Written problem 1:
According to the passage on Nazi propaganda, on what date did Hitler give his speech to the German press?
Written problem 2:
Write out the passage on Nazi propaganda word for word, starting with "The rebuke was" and going on through "of ritual slaughtering.".
Written problem 3:
Continue the passage on Nazi propaganda from the point where it stops.

## start Text block

Are PETA the new Nazis?

History repeats itself with anti-Jewish propaganda.

How Genocide Was Made Acceptable to the Masses
On November 10th, 1938, the Führer made an important speech to the German press. Although he made no direct reference either to the Reichskristallnacht itself or to Jews in general, the whole speech can be regarded as his comments upon the lack of support for the pogrom he was getting from the German public. Hitler rebuked the propaganda makers for not having understood his strategy - aiming at war - and he made it unmistakably clear to his audience what exactly he expected them to do in the future:

Coercion was the reason why for years I only talked about peace. But gradually it became necessary to condition the German people psychologically and slowly make it grasp that there do exist things that one has to solve with violent means when they cannot be solved by peaceful means. To do so, however, it was necessary not to make propaganda for violence as such, but to elucidate certain events of foreign policy to the German people in such a way that the inner voice of the people by itself slowly began to call for violence. Accordingly, it meant to elucidate certain events in such a way that totally automatically the conviction would gradually evolve in the brains of the broad masses: What one cannot solve with fair means, one has to solve with violence, because it cannot go on like this.

The rebuke was certainly understood by Joseph Goebbels, who for the first time decided to use the film medium as a tool for inducing anti-Semitism into the German people. Being responsible for Nazi film production he had, however, earlier preferred other topics (including easy entertainment and more "positive" presentations of Nazi world view) , but immediately after Hitler's speech he called upon the production companies to present scripts for anti-Semitic feature films. His wish for a "documentary" could only be fulfilled after the Campaign in Poland in September 1939, because he lacked footage of Jews actually looking like the Nazi stereotype of the Jew, of services in the synagogue and of ritual slaughtering.

## end Text block
## start Given information

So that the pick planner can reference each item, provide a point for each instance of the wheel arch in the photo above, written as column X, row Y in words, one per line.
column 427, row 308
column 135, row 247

## end Given information

Task result 1:
November 10th, 1938

Task result 2:
The rebuke was certainly understood by Joseph Goebbels, who for the first time decided to use the film medium as a tool for inducing anti-Semitism into the German people. Being responsible for Nazi film production he had, however, earlier preferred other topics (including easy entertainment and more "positive" presentations of Nazi world view) , but immediately after Hitler's speech he called upon the production companies to present scripts for anti-Semitic feature films. His wish for a "documentary" could only be fulfilled after the Campaign in Poland in September 1939, because he lacked footage of Jews actually looking like the Nazi stereotype of the Jew, of services in the synagogue and of ritual slaughtering.

Task result 3:
From his diary as well as other sources we can follow the production of this particular propaganda film - "Der ewige Jude" - which right from the beginning was intended to become the ultimate public legitimation of anti-Semitism, in accordance with Hitler's afore-mentioned demand.

There are strong reasons to believe that the film and its production history should be characterized as a mirror of the decision-making process to launch the Holocaust itself, because the final version of the film can only be interpreted as a deliberate call for annihilation, through it's juxtapositioning of ritual slaughtering - staged as cruelty to animals - and Hitler's notorious prophecy of January 30, 1939.

In order to create the strongest effect on the public as possible Joseph Goebbels had ordered ritual Jewish slaughtering to be filmed in the Lodz ghetto, and when he saw the rushes of these scenes on October 16, 1939, he wrote in his diary:

Scenes so horrific and brutal in their explicitness that one's blood runs cold. One shudders at such barbarism. This Jewry must be annihilated.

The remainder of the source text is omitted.